Text-to-region grounding data
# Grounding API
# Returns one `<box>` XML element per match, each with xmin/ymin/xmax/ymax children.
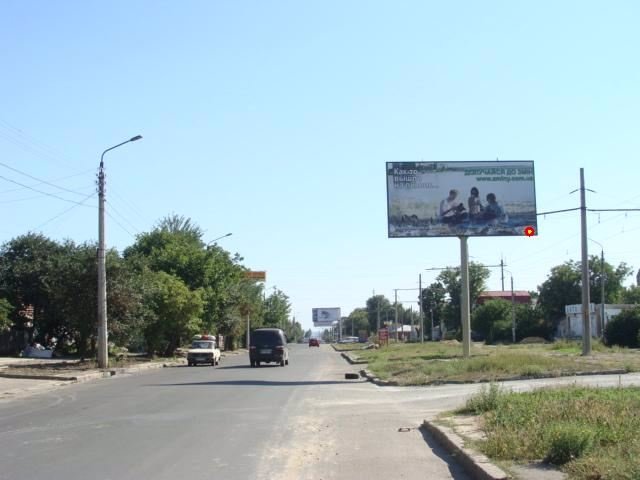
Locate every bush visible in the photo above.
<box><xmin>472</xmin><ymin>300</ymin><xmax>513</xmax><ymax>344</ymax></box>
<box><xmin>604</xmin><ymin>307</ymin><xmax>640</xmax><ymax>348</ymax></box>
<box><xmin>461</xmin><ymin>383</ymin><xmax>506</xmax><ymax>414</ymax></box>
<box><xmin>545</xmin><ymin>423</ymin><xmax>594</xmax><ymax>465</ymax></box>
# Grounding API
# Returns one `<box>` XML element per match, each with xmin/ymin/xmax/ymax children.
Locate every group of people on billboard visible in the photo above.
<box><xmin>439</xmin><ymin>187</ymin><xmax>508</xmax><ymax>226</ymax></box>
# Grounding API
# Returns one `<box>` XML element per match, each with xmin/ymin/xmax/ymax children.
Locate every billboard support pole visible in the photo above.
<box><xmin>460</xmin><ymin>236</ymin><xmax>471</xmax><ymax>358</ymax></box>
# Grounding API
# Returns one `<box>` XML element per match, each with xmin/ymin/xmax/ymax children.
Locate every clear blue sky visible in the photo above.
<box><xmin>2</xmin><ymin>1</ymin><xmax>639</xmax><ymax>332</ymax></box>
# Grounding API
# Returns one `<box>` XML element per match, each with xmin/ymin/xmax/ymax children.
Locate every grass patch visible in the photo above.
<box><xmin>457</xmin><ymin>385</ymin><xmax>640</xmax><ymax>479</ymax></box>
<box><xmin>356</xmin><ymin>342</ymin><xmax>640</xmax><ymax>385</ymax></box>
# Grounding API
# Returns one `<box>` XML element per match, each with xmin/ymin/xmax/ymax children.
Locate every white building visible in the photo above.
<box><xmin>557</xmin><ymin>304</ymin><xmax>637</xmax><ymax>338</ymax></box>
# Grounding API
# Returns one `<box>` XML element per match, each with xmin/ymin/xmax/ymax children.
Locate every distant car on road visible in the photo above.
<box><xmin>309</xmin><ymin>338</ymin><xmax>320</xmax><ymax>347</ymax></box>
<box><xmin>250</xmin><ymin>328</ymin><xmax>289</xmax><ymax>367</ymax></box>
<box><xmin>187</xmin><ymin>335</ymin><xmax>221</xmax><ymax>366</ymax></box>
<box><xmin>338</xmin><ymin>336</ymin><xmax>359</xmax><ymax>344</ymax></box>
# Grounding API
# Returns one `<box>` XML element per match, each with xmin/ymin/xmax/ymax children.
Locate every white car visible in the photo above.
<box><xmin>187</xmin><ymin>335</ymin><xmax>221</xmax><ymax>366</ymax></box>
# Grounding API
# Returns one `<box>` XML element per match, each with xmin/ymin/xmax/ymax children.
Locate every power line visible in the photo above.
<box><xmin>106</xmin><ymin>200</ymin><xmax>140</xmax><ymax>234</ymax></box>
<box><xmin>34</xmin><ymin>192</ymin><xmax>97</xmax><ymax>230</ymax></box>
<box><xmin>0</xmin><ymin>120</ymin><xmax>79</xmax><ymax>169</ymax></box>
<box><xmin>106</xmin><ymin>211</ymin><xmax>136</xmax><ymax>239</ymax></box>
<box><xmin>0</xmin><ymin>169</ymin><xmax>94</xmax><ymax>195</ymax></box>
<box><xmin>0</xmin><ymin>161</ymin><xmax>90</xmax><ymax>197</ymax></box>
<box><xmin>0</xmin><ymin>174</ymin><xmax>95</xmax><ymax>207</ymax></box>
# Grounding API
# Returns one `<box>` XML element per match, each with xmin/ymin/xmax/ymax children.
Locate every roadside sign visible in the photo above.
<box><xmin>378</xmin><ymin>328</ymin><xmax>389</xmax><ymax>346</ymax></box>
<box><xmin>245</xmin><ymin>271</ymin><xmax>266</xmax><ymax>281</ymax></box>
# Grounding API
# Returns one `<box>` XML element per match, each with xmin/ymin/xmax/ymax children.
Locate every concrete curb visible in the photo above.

— Work to be completed —
For the entries above, return an exact copy that omits the images.

— Solution —
# Grounding API
# Returns one `<box>` XML element per match, each with xmin/ymin/xmax/ymax children.
Locate every bush visible in the photo above.
<box><xmin>472</xmin><ymin>300</ymin><xmax>513</xmax><ymax>344</ymax></box>
<box><xmin>604</xmin><ymin>307</ymin><xmax>640</xmax><ymax>348</ymax></box>
<box><xmin>461</xmin><ymin>383</ymin><xmax>506</xmax><ymax>414</ymax></box>
<box><xmin>545</xmin><ymin>423</ymin><xmax>594</xmax><ymax>465</ymax></box>
# Grounding API
# Returns one `<box>` XML element per match, each with xmin/ymin/xmax/ymax children.
Locate every group of people on billboard visible in the photo above.
<box><xmin>439</xmin><ymin>187</ymin><xmax>508</xmax><ymax>226</ymax></box>
# Grounding API
# Returns one `<box>` XML element per match, each with xmin/ymin/xmax/ymax children.
Locate every billboard support pole visible in the photo above.
<box><xmin>460</xmin><ymin>236</ymin><xmax>471</xmax><ymax>358</ymax></box>
# Grounding API
# Returns one `<box>` XML element per match, each with xmin/ymin/xmax/ymax children.
Locate every clear blue sky visible in the photo above.
<box><xmin>2</xmin><ymin>1</ymin><xmax>639</xmax><ymax>332</ymax></box>
# Grounding API
# Returns one `<box>` XML element per match, each with xmin/ymin/xmax/ymax children.
Locate every grass patch visible in the photo above.
<box><xmin>457</xmin><ymin>385</ymin><xmax>640</xmax><ymax>479</ymax></box>
<box><xmin>356</xmin><ymin>342</ymin><xmax>640</xmax><ymax>385</ymax></box>
# Grounding API
# Returns one `<box>` XML element per match, each with xmin/ymin/xmax/ymax children.
Locate every white building visible in the photo above.
<box><xmin>557</xmin><ymin>304</ymin><xmax>637</xmax><ymax>338</ymax></box>
# Grounding API
# Returns one `<box>` XML element per match, each with xmin/ymin/xmax/ymax children.
Locate every distant car on road visible in the photo above.
<box><xmin>309</xmin><ymin>338</ymin><xmax>320</xmax><ymax>347</ymax></box>
<box><xmin>250</xmin><ymin>328</ymin><xmax>289</xmax><ymax>367</ymax></box>
<box><xmin>187</xmin><ymin>335</ymin><xmax>221</xmax><ymax>366</ymax></box>
<box><xmin>338</xmin><ymin>336</ymin><xmax>359</xmax><ymax>344</ymax></box>
# Grounding API
# Returns one `<box>` XML element per match, each with xmin/ymin/xmax/ymax children.
Locate every white car visible in the photo above.
<box><xmin>187</xmin><ymin>335</ymin><xmax>221</xmax><ymax>366</ymax></box>
# Grounding API
# Returns one `<box>` XML element per match, each with xmin/ymin/xmax/ymax children.
Locate every power line visible in the photo above.
<box><xmin>106</xmin><ymin>200</ymin><xmax>140</xmax><ymax>234</ymax></box>
<box><xmin>34</xmin><ymin>192</ymin><xmax>97</xmax><ymax>230</ymax></box>
<box><xmin>0</xmin><ymin>120</ymin><xmax>79</xmax><ymax>169</ymax></box>
<box><xmin>106</xmin><ymin>211</ymin><xmax>136</xmax><ymax>239</ymax></box>
<box><xmin>0</xmin><ymin>169</ymin><xmax>94</xmax><ymax>195</ymax></box>
<box><xmin>0</xmin><ymin>161</ymin><xmax>90</xmax><ymax>197</ymax></box>
<box><xmin>0</xmin><ymin>174</ymin><xmax>95</xmax><ymax>207</ymax></box>
# Grounding API
# Returns one `<box>` XML element per match, each with xmin/ymin/xmax/ymax children.
Locate every roadside sign visible in the photo above.
<box><xmin>378</xmin><ymin>328</ymin><xmax>389</xmax><ymax>346</ymax></box>
<box><xmin>245</xmin><ymin>271</ymin><xmax>266</xmax><ymax>281</ymax></box>
# Grounding API
# Returns one `<box>` XML element per match, each with xmin/ymin/xmax/ymax children.
Locate every concrete curb visible in the photo above.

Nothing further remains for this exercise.